GIVEN DATA ->
☆ ☆ ☆

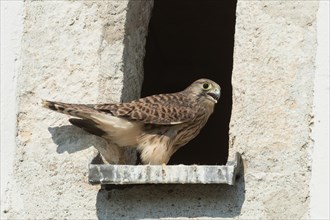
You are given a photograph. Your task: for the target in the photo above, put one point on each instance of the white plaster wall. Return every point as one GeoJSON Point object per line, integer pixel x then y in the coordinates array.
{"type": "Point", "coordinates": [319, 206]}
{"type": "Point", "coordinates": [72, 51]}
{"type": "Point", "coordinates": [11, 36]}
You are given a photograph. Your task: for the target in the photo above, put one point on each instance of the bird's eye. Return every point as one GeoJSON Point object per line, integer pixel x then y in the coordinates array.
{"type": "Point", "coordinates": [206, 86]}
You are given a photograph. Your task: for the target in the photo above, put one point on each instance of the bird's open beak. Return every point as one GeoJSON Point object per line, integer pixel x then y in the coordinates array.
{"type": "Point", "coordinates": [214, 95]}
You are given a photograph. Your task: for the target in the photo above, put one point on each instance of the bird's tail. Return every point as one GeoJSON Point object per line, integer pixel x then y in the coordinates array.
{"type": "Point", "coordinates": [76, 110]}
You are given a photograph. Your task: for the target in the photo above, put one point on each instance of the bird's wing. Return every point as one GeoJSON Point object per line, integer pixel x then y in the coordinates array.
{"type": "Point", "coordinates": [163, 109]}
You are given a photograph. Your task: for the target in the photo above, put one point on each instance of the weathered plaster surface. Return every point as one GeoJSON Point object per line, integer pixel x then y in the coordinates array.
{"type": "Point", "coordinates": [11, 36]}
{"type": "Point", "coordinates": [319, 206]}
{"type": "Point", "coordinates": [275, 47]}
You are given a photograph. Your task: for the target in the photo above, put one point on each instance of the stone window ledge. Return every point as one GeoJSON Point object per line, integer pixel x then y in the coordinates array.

☆ ☆ ☆

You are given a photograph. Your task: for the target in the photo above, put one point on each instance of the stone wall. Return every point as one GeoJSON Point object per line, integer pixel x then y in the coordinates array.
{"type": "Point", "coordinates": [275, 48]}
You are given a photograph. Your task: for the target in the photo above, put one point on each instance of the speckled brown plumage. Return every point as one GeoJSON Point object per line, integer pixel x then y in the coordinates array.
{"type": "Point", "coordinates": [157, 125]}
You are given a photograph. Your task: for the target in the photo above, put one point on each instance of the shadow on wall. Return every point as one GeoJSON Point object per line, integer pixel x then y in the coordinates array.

☆ ☆ ☆

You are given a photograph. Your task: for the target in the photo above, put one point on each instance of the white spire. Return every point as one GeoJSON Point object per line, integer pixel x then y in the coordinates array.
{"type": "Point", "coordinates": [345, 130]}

☆ ☆ ☆

GOAL OF THE EXERCISE ->
Transcribe the records above exactly, beginning at the line that contains "the bird's open" and ending with the line that contains "the stone window", both included, and nothing else.

OUTPUT OF THE TASK ->
You are given a photograph. Your task: for the target in the photo above, put one point on each instance of the bird's open beak. Return every point as one GeoJSON Point object per line, integer pixel x then y in the coordinates array.
{"type": "Point", "coordinates": [214, 95]}
You are given a photograph. Your task: for the target in the photo above, put one point on each instance of the bird's tail. Return every point as one GeoJSON Point object per line, integer pixel x then y in the coordinates array.
{"type": "Point", "coordinates": [76, 110]}
You are given a photograph. Your task: for the target in the photo above, put one point on each instance of the bird's wing. Return every point as one GeoJSON Point object per line, integer pixel x then y in the coordinates array.
{"type": "Point", "coordinates": [163, 109]}
You are given a photograph. Your task: for the target in the photo above, put one point on each instance of the weathered plaster surface. Return every point as one GeoJSON Point object per line, integer pixel x then y in the coordinates array.
{"type": "Point", "coordinates": [11, 36]}
{"type": "Point", "coordinates": [319, 206]}
{"type": "Point", "coordinates": [275, 47]}
You are given a photograph. Your task: for the target in the photo above, put one point on each instance of the stone window ledge. Return every point as one GeoJSON Point object per line, integer pixel x then y in the coordinates array.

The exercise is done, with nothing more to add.